How many lines in the region labeling entries contain the word "thin"? Give only the number.

Region labeling entries
* BEGIN *
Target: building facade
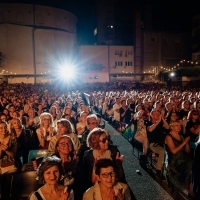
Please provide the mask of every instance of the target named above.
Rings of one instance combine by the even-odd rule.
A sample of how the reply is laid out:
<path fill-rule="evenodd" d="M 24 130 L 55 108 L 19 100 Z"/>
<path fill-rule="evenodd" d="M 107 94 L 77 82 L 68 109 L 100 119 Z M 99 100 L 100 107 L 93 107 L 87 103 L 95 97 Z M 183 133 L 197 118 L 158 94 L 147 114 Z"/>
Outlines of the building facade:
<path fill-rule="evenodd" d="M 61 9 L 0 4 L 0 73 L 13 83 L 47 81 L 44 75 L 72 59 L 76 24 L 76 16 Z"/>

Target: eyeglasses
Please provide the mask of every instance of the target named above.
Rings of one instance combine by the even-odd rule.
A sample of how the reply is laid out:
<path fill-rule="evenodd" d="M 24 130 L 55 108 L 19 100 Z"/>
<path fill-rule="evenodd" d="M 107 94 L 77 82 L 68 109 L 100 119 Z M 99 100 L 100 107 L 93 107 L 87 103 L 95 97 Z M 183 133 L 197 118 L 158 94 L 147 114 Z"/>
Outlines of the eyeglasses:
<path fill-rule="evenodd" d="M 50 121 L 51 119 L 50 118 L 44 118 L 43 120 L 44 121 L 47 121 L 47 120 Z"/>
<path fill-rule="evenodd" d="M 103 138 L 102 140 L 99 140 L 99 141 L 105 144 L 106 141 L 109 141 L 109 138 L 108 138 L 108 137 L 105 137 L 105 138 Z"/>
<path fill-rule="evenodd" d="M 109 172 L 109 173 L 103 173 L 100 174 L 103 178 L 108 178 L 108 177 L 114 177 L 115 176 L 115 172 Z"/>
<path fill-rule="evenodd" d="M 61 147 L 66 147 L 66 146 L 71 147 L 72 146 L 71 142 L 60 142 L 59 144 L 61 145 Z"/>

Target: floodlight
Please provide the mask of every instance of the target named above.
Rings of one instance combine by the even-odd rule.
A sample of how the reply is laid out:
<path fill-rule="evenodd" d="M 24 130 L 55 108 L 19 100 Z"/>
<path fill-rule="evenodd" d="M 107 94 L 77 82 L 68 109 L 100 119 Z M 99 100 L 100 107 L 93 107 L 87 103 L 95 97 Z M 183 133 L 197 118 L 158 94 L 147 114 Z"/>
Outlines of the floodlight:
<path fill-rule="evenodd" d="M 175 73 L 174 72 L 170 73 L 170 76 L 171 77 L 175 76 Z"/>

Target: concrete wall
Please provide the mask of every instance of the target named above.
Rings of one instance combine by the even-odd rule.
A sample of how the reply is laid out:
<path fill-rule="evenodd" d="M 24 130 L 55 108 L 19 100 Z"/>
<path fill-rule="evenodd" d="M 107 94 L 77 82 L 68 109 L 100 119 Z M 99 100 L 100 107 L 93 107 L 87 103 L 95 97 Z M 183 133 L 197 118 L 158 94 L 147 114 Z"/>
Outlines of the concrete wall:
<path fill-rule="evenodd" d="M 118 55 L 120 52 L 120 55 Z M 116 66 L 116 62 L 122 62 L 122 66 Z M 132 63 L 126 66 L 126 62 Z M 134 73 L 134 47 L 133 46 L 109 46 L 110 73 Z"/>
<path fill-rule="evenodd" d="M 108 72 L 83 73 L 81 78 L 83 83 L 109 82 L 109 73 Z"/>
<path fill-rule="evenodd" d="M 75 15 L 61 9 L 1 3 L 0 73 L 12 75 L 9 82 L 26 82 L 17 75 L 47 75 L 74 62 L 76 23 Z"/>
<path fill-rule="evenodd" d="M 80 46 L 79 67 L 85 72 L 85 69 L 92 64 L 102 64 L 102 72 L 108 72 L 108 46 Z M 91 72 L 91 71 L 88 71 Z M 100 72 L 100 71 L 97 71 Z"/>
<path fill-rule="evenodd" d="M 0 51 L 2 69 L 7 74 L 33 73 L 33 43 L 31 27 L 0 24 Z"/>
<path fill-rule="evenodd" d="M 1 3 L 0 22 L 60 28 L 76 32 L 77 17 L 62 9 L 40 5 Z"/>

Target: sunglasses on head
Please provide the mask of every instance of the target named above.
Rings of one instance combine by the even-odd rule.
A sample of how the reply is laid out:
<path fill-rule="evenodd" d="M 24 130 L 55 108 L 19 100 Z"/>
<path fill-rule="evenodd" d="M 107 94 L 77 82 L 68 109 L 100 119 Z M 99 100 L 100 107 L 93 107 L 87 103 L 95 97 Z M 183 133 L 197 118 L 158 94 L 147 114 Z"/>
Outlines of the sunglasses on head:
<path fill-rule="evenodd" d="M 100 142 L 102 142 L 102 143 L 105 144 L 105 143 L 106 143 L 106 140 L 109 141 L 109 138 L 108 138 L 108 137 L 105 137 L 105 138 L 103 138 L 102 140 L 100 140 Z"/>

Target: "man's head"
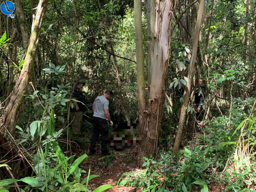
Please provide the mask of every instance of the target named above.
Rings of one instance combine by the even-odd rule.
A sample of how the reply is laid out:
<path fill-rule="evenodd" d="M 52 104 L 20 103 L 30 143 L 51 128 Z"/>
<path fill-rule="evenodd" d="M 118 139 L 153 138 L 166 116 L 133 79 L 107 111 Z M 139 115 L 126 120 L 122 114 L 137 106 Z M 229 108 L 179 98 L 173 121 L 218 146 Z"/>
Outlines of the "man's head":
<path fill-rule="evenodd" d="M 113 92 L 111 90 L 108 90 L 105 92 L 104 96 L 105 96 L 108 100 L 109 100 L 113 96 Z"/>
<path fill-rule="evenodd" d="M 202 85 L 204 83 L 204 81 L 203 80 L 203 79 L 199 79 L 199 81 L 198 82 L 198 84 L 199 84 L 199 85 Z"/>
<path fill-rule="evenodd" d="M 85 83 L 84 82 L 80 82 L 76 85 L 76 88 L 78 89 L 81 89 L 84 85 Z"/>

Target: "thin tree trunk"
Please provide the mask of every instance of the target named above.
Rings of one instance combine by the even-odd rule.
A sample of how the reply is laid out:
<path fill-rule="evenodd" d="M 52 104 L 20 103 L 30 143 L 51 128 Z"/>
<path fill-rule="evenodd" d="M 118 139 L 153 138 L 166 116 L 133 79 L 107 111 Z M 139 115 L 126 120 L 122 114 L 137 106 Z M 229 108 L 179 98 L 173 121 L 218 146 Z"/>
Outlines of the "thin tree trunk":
* END *
* BEGIN *
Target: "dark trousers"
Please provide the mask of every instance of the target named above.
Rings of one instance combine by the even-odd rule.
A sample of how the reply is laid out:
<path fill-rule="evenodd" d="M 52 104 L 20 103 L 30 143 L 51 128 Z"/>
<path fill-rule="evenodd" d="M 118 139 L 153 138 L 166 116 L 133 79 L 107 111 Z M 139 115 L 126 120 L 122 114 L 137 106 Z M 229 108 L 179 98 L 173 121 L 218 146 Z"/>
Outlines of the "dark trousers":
* END *
**Result**
2